Point localization data:
%%
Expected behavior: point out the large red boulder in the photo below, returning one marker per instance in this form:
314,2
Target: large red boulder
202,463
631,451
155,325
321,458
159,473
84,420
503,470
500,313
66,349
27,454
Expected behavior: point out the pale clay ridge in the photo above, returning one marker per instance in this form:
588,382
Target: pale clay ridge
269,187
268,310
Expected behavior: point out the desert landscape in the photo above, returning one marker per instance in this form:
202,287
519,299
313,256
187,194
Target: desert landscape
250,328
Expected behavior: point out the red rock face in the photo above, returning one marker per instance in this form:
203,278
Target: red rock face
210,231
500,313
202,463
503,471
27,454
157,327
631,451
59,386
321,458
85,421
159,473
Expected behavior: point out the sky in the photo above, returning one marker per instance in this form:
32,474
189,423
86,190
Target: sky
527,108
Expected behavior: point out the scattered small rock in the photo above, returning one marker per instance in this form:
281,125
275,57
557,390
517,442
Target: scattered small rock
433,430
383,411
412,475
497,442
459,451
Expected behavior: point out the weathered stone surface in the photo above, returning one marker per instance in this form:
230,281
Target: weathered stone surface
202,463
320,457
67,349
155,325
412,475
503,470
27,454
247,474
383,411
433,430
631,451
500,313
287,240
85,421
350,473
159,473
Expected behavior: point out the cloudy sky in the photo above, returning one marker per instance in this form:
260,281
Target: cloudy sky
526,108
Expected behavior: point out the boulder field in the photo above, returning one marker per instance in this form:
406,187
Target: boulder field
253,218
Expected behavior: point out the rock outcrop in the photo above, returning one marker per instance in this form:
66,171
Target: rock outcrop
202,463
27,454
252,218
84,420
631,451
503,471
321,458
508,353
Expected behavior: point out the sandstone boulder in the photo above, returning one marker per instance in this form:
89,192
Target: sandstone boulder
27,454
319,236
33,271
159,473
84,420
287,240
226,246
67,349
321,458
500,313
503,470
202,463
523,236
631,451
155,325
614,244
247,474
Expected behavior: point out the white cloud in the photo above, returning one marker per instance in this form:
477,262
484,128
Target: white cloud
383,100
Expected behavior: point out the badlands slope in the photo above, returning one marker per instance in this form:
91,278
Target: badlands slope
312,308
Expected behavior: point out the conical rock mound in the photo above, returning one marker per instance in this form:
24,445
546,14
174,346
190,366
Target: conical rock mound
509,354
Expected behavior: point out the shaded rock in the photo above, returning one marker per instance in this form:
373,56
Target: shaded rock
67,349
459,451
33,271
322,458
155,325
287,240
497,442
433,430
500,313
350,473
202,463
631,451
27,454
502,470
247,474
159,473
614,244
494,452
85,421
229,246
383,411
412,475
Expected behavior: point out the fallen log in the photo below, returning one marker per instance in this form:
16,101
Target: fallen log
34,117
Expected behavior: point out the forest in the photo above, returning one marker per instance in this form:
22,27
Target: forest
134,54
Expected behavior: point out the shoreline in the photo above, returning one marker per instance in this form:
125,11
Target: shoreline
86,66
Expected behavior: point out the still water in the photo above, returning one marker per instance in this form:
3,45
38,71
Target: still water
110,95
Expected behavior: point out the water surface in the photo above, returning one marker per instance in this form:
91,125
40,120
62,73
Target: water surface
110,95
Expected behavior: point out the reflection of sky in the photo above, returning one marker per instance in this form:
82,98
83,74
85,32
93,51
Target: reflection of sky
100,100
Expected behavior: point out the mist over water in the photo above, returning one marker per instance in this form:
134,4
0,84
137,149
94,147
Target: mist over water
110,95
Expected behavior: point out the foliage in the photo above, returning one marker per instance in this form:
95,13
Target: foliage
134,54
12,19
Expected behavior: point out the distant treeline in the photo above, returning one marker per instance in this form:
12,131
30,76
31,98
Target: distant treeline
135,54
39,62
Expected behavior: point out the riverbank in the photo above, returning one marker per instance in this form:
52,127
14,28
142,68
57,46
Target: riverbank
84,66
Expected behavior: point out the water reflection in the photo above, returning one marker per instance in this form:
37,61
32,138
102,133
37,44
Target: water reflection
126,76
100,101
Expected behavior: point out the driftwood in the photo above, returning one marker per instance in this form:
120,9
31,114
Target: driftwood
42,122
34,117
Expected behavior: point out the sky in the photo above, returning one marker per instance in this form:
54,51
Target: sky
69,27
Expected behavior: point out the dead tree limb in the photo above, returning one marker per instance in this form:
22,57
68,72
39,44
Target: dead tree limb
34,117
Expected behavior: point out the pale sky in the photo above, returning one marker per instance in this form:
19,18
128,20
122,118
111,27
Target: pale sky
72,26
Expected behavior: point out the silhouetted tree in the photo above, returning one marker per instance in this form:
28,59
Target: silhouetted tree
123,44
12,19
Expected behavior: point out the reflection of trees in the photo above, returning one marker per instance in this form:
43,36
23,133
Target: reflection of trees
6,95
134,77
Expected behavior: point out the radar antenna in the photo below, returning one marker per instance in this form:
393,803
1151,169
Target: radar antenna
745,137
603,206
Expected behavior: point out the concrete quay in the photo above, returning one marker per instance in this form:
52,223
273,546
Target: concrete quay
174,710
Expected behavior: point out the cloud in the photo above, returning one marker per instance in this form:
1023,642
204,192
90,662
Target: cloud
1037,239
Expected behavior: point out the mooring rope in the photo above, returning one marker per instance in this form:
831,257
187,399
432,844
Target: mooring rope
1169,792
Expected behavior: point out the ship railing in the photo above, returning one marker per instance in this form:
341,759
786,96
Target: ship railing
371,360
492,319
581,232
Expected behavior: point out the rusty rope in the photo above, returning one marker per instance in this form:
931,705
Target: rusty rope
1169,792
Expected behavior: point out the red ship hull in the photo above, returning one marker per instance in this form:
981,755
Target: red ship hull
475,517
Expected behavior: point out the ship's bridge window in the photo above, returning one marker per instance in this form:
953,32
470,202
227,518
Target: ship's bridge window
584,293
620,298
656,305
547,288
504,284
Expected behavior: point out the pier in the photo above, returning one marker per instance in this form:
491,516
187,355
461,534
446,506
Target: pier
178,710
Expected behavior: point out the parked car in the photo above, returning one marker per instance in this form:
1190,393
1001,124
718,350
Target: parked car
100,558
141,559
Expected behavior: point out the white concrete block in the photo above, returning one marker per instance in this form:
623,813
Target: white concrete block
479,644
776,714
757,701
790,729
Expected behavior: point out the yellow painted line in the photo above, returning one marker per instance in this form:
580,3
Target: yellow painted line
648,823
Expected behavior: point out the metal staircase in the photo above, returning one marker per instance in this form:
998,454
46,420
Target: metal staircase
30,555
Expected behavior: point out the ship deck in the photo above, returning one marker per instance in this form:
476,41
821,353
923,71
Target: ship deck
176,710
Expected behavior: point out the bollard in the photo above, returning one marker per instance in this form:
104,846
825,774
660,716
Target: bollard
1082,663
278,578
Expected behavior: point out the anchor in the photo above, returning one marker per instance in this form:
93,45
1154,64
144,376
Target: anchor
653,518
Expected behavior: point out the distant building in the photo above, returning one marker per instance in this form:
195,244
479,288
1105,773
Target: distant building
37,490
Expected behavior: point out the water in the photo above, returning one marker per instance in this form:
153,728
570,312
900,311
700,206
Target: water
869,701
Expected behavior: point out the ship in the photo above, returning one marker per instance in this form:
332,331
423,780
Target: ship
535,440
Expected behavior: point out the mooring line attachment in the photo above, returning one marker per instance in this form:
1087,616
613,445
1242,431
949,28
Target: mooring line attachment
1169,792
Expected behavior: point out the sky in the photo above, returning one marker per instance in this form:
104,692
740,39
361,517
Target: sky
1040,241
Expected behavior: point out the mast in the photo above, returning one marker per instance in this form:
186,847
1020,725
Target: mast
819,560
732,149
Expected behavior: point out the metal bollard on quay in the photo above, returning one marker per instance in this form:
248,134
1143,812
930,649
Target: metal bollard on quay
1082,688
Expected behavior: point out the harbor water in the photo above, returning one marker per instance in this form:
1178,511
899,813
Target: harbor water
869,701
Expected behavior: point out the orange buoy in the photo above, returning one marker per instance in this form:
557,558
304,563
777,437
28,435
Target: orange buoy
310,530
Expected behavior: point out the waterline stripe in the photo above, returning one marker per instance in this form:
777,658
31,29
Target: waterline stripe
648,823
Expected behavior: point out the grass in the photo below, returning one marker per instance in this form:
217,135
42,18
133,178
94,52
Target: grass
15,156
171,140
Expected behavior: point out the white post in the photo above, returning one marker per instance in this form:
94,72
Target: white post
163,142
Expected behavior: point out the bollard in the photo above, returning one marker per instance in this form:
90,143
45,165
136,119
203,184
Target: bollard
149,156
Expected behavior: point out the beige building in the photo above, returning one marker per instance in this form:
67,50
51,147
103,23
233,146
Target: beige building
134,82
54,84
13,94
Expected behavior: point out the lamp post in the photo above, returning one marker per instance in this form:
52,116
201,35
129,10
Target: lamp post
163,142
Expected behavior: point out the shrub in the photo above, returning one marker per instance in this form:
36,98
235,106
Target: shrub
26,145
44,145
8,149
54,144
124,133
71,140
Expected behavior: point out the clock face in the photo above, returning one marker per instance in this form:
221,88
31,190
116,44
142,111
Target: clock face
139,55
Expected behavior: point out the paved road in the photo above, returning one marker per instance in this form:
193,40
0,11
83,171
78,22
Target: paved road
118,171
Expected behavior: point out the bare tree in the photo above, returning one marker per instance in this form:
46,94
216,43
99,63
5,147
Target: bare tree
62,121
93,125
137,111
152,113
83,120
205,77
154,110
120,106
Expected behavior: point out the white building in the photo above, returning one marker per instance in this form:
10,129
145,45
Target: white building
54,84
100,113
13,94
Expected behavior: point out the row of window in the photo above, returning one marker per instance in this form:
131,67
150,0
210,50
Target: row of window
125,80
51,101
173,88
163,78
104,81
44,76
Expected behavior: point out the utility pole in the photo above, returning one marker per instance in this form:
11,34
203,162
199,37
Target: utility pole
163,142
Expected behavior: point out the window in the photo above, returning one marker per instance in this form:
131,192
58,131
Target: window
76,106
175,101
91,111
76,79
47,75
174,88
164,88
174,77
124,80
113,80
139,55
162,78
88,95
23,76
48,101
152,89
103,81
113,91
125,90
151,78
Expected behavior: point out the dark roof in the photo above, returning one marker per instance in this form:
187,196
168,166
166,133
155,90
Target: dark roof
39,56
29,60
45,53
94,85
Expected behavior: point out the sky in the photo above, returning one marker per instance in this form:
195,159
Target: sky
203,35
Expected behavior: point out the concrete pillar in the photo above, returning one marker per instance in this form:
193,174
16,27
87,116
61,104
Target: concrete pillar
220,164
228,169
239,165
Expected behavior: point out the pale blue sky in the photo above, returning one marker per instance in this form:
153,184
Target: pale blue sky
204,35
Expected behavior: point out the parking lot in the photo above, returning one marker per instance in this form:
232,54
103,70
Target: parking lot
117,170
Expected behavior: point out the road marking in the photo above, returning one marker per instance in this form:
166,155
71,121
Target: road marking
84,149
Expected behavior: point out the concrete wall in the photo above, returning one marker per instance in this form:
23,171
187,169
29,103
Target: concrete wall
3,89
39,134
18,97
%%
## Aim of the exercise
From the data, work out how many lines include the word "below"; the reply is that number and nothing else.

## Finished exercise
4